** Start Exercise inputs **

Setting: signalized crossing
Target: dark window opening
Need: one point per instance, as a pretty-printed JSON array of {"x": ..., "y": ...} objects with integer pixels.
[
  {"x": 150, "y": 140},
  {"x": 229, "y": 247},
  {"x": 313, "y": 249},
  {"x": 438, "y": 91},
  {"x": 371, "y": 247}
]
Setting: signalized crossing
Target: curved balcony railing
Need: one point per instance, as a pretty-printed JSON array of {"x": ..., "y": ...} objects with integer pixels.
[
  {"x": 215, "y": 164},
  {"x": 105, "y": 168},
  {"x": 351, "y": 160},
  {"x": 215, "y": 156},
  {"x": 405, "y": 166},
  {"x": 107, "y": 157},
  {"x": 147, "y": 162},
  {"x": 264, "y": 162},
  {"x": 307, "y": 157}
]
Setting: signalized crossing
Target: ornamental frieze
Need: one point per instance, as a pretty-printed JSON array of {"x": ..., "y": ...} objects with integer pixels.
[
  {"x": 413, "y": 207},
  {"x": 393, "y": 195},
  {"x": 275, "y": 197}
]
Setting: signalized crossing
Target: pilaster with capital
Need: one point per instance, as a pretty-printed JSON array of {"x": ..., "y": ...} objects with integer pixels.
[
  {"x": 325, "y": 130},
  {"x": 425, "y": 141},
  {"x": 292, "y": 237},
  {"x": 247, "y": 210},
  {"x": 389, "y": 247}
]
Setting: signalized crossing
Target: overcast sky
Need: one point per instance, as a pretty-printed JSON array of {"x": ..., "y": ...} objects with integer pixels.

** End Exercise inputs **

[Work to be completed] Rewrite the entire listing above, substituting "pedestrian crossing" for each occurrence of "signalized crossing" and keeping everything else unchanged.

[Output for this exercise]
Setting: pedestrian crossing
Target: dark window opening
Need: one point per instance, as a pretty-printed JSON array of {"x": ..., "y": ...} objects with integer pixels.
[
  {"x": 150, "y": 140},
  {"x": 229, "y": 247},
  {"x": 313, "y": 249},
  {"x": 438, "y": 91},
  {"x": 371, "y": 247}
]
Setting: pedestrian crossing
Target: curved balcony railing
Need: one point per instance, as a pretty-printed JSON array of {"x": ..., "y": ...} objects with integer pixels.
[
  {"x": 215, "y": 164},
  {"x": 105, "y": 168},
  {"x": 351, "y": 160},
  {"x": 215, "y": 156},
  {"x": 405, "y": 166},
  {"x": 107, "y": 157},
  {"x": 147, "y": 162},
  {"x": 264, "y": 162},
  {"x": 307, "y": 157}
]
Setting: pedestrian crossing
Target: ornamental frieze
Need: one point per instance, as a pretty-printed JSON array of {"x": ..., "y": ...} objects with integer pixels.
[
  {"x": 413, "y": 207},
  {"x": 393, "y": 195},
  {"x": 275, "y": 197}
]
Setting: pedestrian crossing
Target: pilaster with capital
Need: one point per instance, as a pretty-printed JSON array of {"x": ..., "y": ...} objects with integer pixels.
[
  {"x": 325, "y": 130},
  {"x": 425, "y": 141},
  {"x": 292, "y": 237},
  {"x": 247, "y": 210},
  {"x": 389, "y": 247}
]
Setting: pedestrian crossing
Target: overcast sky
Need: one point per instance, as a pretty-printed JSON array of {"x": ..., "y": ...} objects with integer pixels.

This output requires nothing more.